# REQUEST
Recast the part that opens with the line containing "Would you be able to point at the puppy's muzzle" and closes with the final line as a JSON list of strings, one string per line, with blank lines omitted.

# DATA SECTION
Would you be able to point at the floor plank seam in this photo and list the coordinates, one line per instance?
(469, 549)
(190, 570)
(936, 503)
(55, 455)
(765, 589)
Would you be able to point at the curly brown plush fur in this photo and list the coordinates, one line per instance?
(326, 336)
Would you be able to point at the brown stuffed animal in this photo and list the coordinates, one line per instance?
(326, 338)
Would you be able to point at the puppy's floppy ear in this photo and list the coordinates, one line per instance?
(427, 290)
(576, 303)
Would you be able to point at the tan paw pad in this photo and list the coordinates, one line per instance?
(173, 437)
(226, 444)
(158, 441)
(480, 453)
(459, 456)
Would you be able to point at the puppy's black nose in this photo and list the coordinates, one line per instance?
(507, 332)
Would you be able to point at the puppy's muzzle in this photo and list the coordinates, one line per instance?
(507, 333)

# THE ANSWER
[
  "Would you be able to point at the puppy's muzzle in this photo and list the coordinates, one line per instance?",
  "(507, 333)"
]